> **WHAT IS REQUIRED**:
From the adjudication decision below, reproduce word for word the passage starting with "I conducted remote" and going on through "hold remote hearings.".

ADJUDICATION OFFICER DECISION
Adjudication Reference: ADJ-00037922
Parties:
| Complainant | Respondent |
Parties | Joanna Zalewska | Blackstace Technologies Limited |
Representatives | Self | None – No appearance |
Complaint(s):
Act | Complaint/Dispute Reference No. | Date of Receipt |
Complaint seeking adjudication by the Workplace Relations Commission under section 6 of the Payment of Wages Act, 1991 | CA-00049370-001 | 28/03/2022 |
Complaint seeking adjudication by the Workplace Relations Commission under section 6 of the Payment of Wages Act, 1991 | CA-00049632-001 | 12/04/2022 |
Date of Adjudication Hearing: 09/06/2025
Workplace Relations Commission Adjudication Officer: Michael MacNamee
Procedure:
In accordance with Section 41 of the Workplace Relations Act, 2015 following the referral of the complaint to me by the Director General, I inquired into the complaints and gave the parties an opportunity to be heard by me and to present to me any evidence relevant to the complaint.
I conducted remote hearings in accordance with the Civil Law and Criminal Law (Miscellaneous Provisions) Act 2020 and Statutory Instrument 359/2020 which designates the Workplace Relations Commission as a body empowered to hold remote hearings.

Coordinate annotation entries

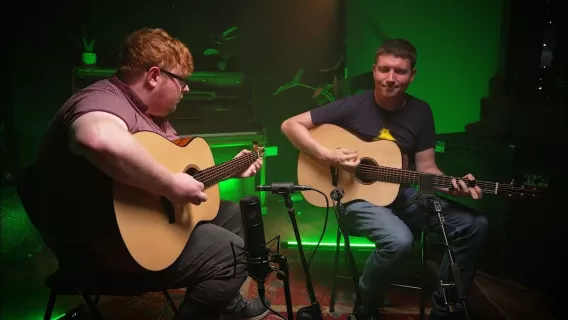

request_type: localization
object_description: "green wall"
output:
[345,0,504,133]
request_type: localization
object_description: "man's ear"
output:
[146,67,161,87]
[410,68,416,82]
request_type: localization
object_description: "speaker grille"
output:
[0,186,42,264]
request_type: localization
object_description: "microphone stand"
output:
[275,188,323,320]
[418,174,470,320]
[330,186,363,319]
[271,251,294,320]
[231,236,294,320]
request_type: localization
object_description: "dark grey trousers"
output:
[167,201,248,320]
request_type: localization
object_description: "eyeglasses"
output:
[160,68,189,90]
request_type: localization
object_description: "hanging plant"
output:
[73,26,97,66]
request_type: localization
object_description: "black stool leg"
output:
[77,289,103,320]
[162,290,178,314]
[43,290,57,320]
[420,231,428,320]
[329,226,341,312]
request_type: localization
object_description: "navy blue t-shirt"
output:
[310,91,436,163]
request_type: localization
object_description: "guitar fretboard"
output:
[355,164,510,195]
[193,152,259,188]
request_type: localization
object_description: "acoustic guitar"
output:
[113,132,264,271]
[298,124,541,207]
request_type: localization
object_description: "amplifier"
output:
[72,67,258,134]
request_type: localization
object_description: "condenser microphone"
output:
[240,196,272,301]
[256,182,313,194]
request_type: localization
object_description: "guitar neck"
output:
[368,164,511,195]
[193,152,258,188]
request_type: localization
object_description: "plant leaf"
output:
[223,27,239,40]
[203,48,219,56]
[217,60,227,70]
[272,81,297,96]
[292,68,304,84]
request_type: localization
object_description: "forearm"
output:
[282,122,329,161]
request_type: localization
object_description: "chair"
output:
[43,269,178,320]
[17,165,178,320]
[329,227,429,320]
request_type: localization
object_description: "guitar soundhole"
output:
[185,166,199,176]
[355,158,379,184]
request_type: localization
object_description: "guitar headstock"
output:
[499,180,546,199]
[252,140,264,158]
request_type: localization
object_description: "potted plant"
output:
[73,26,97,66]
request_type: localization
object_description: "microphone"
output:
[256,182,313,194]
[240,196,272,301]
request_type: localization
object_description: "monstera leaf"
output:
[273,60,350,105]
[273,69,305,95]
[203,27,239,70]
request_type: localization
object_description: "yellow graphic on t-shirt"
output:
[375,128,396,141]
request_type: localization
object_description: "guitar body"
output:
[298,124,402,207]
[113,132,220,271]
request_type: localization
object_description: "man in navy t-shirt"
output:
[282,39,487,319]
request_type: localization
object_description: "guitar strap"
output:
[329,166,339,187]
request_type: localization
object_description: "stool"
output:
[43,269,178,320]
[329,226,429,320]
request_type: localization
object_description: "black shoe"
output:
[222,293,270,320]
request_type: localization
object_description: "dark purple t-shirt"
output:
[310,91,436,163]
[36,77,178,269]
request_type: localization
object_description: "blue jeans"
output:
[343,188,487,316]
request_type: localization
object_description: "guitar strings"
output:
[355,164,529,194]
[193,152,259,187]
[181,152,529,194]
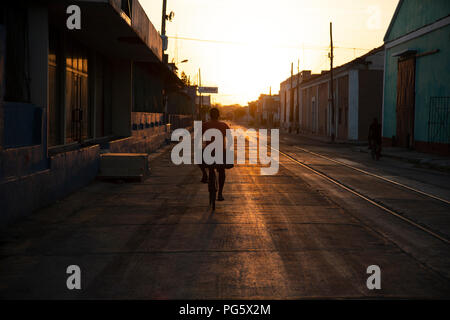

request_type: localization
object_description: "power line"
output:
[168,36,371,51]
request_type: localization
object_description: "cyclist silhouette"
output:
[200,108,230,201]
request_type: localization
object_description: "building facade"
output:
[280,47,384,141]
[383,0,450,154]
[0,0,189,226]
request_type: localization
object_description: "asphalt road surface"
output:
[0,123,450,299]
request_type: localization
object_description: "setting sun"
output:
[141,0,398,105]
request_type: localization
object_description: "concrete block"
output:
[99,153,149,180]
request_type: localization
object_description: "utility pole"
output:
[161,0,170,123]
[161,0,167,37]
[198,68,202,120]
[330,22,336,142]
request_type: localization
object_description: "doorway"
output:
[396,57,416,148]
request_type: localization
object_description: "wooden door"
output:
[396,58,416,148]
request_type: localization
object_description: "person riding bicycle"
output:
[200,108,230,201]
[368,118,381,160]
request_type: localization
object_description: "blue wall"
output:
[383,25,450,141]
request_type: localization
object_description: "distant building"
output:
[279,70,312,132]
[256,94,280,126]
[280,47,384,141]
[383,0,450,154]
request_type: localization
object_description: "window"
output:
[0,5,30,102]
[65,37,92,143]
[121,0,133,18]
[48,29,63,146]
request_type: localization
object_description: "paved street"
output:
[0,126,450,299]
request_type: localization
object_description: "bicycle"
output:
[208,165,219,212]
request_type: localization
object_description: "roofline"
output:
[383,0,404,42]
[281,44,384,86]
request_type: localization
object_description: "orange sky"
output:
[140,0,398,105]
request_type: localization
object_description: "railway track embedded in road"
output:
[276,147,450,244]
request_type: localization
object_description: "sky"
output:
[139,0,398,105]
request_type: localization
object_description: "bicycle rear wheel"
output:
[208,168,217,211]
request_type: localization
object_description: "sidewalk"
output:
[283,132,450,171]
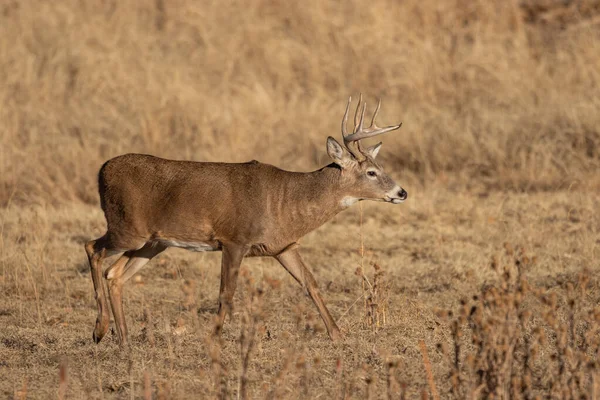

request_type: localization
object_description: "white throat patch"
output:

> **COMPLETED EXERCISE**:
I conducted remote hearings in accordance with the Civil Law and Criminal Law (Miscellaneous Provisions) Act 2020 and Statutory Instrument 359/2020 which designates the Workplace Relations Commission as a body empowered to hold remote hearings.